_Work instructions_
Rewrite the data below from the line containing "Please indicate the tussock" through the end, replacing "fallen" with "downed" and leaving everything else unchanged.

_Data listing_

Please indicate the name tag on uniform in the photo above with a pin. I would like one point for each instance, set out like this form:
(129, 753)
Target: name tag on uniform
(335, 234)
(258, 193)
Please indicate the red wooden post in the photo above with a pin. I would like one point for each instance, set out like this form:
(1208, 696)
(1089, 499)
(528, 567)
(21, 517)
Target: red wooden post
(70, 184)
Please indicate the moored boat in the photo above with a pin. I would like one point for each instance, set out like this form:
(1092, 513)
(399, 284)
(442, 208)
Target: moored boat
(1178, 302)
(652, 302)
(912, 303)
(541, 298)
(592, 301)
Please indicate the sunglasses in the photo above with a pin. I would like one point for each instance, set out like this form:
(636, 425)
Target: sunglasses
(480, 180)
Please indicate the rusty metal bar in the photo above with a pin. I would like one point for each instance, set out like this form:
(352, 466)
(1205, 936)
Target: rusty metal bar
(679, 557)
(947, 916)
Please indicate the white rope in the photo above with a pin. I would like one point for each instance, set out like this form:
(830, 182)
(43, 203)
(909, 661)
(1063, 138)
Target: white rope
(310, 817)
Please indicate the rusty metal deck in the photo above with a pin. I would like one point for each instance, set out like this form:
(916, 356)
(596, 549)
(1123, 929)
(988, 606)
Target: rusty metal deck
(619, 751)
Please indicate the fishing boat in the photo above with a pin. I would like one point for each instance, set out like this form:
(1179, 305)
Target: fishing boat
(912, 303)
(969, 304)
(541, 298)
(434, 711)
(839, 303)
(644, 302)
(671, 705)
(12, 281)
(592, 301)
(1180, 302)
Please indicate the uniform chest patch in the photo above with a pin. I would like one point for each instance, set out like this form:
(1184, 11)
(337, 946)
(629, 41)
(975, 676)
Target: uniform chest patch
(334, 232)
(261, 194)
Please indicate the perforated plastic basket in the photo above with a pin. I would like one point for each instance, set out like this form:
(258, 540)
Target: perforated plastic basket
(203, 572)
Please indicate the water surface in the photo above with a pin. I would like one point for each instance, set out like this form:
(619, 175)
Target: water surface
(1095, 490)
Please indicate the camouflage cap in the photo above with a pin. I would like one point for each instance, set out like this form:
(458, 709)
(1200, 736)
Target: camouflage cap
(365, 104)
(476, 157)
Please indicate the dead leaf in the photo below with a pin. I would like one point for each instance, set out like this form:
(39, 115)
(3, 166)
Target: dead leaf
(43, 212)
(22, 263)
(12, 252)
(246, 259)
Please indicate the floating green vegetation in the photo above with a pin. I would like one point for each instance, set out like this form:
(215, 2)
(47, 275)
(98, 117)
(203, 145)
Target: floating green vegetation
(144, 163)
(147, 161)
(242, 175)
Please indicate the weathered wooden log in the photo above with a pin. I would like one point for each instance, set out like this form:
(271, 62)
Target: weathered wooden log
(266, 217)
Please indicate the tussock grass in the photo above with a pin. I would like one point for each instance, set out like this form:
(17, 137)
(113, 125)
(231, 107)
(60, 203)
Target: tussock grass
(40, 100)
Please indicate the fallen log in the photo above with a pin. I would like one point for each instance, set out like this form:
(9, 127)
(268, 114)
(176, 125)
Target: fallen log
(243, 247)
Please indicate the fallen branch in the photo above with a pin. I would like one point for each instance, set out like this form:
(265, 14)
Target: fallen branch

_Task solution_
Please indicate the tussock grass in the photo above with a pin. I would like one point for each instance, set out like this form:
(17, 137)
(113, 125)
(231, 107)
(60, 203)
Target: tussock grass
(40, 100)
Please indicate the downed log in the photo above with a pin. I would like one point for each instance, set out like this form:
(9, 127)
(268, 114)
(176, 125)
Target: downed log
(243, 247)
Please indicate the downed branch in the photo above with a pin. I would like one point for each instance, set out like this form:
(265, 14)
Target: downed branch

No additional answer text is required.